[Stored data entries]
━━━━━━━━━━
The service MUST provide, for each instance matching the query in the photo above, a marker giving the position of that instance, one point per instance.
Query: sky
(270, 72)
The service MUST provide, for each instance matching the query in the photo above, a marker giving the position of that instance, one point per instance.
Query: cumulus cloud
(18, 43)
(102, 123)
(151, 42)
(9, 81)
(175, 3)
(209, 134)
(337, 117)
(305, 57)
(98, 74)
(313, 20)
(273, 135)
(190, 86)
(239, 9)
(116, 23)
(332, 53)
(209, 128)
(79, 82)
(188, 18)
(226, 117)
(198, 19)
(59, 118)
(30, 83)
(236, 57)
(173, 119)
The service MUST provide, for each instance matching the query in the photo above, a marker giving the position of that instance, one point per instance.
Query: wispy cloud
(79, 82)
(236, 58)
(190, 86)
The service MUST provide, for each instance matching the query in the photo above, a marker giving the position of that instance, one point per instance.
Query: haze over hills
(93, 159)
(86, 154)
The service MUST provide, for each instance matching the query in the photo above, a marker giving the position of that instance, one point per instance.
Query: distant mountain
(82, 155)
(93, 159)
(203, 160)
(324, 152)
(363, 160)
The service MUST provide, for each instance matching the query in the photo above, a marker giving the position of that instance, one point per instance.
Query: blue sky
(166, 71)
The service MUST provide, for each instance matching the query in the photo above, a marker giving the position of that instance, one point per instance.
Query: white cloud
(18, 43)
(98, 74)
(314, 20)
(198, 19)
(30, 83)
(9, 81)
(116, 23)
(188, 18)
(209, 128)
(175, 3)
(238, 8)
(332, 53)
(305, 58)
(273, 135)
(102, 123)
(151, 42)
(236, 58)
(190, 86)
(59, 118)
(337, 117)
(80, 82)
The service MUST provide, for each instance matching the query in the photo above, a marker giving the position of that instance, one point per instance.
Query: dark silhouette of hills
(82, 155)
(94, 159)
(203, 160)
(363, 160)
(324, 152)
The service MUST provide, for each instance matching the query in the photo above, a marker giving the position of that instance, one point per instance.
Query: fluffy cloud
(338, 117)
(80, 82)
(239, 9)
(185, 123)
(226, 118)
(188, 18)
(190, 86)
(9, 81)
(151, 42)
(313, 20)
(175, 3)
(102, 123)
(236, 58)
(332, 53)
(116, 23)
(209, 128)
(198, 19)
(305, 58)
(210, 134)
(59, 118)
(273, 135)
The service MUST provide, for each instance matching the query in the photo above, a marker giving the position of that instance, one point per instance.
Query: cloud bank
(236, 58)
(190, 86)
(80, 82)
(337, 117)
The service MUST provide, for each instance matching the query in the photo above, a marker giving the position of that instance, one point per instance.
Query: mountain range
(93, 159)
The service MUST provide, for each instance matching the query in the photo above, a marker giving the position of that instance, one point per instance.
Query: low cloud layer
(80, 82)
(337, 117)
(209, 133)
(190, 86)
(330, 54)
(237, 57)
━━━━━━━━━━
What the task asks ▸
Transcribe exactly, please, the lines from the one with "Query: mountain range" to the last line of the entries above, ends included.

Your solution ▸
Query: mountain range
(93, 159)
The service MUST provide, for each instance matching the query in the photo above, a marker giving the position of that instance, one point per instance.
Query: low cloud layer
(80, 82)
(337, 117)
(209, 133)
(190, 86)
(330, 54)
(237, 57)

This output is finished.